| SOURCE MATERIAL |
■ ■ ■ ■
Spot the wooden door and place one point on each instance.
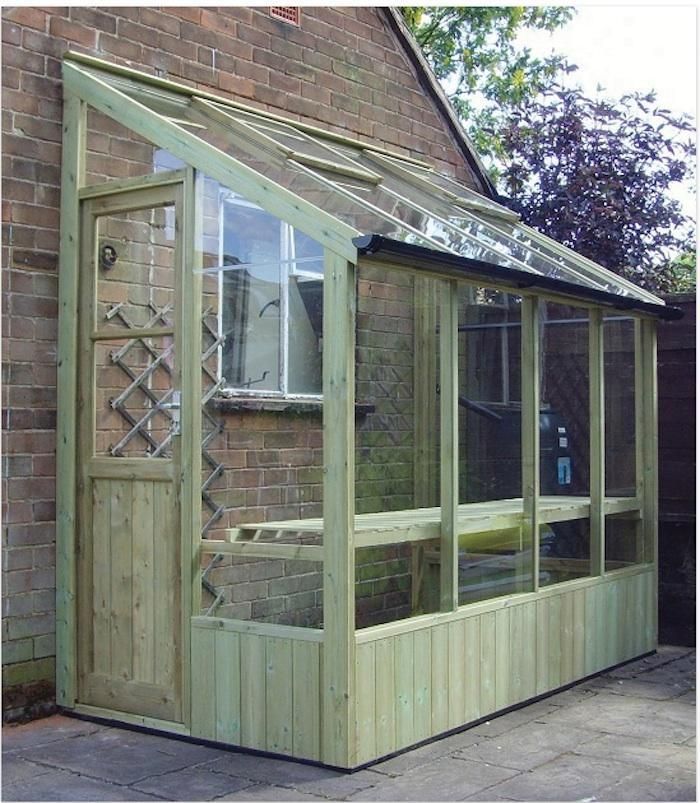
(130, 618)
■ ■ ■ ■
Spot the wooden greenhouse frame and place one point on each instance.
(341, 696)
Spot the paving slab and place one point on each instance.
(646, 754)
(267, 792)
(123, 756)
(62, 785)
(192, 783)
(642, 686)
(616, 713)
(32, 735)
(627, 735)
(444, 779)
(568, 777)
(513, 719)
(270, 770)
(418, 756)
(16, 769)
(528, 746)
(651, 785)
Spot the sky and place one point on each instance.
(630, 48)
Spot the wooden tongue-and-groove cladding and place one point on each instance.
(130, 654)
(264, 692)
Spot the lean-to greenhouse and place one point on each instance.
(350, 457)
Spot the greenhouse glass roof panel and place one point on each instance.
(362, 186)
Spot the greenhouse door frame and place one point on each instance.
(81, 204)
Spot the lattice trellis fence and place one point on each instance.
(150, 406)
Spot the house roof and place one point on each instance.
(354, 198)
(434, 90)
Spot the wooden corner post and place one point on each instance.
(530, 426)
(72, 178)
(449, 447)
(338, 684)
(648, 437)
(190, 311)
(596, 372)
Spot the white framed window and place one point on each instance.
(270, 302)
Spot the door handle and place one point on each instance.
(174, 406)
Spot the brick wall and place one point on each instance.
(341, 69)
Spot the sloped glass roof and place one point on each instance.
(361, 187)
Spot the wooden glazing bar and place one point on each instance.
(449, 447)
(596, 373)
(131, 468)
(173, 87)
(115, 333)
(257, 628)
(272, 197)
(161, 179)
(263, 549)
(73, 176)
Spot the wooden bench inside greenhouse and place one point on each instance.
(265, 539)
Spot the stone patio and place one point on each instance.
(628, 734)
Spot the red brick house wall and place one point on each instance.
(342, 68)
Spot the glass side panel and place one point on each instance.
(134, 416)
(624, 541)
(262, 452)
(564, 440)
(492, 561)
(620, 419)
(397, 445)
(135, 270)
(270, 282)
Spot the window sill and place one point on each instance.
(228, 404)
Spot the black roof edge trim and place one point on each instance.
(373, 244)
■ ■ ■ ■
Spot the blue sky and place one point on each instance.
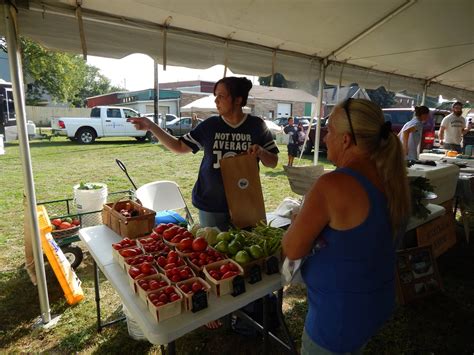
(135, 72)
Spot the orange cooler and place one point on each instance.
■ ■ ■ ■
| TO DO |
Return every line of the data above that contains the word "glass", matching case exactly.

| ANSWER TO THIS EXERCISE |
Spot the greenhouse glass roof panel and place one point on each instance.
Spot the sloped glass roof and place one point on each instance.
Spot the glass side panel and place one point on each instance.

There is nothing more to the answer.